### Natural-language object grounding data:
Content starts

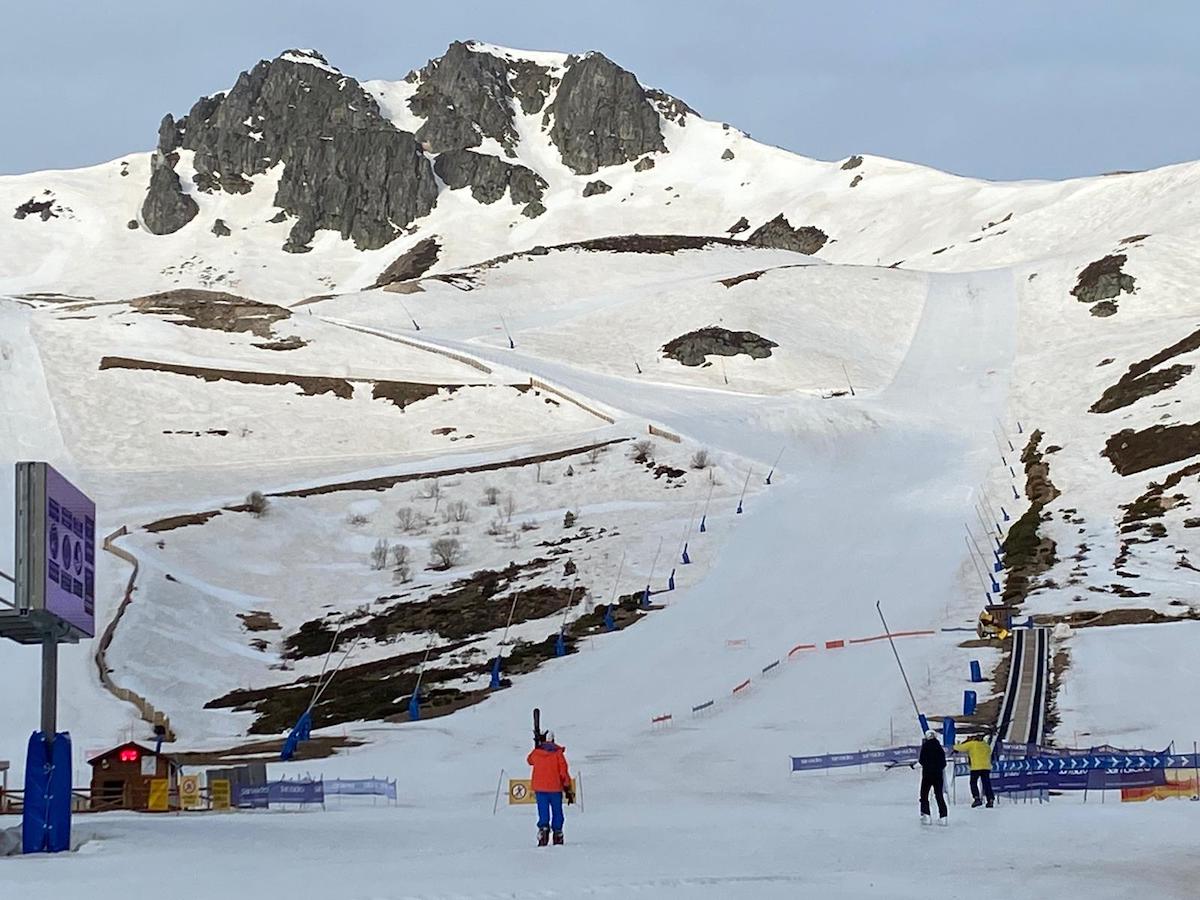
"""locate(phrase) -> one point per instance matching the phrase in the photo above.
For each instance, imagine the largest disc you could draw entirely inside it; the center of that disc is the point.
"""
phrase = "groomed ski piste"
(868, 508)
(972, 342)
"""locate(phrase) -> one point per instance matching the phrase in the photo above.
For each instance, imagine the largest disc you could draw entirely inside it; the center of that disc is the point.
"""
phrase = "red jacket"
(550, 772)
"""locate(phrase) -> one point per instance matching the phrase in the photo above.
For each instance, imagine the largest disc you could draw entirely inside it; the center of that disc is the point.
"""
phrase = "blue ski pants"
(550, 810)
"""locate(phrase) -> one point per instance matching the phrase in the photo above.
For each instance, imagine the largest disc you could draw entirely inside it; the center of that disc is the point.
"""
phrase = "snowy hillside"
(490, 388)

Content ends

### ASSIGNED TASK:
Could you write out every line above exactly as it stands, with no images?

### RESPONSE AREA:
"""locate(phrase) -> one point per instance matching the phrase in the photo above.
For each instance, imagine the largest disc you could draw entirely inside it; the center of that disc is the point.
"""
phrase = "groomed ski piste"
(868, 508)
(972, 342)
"""locate(phrase) -> one point per instance matching the phrase in the photo above.
For each instance, imagine the largest disc you could draw entirely inside it; the center of that disc is the point.
"""
phrase = "red jacket"
(550, 772)
"""locate(phrase) -> one point per instance matching the phrase in the photo above.
For each instance, imagine the largest disc you could draw entirely inside it; the center of that disc is the point.
"""
phrase = "blue ski pants"
(550, 810)
"""locate(phrase) -> one point per instance matching the phrase in the photo above.
For each instance, imagine the largest disc you could draw entirely inside it; the center of that disc is the point.
"""
phrase = "snowy hillside"
(490, 388)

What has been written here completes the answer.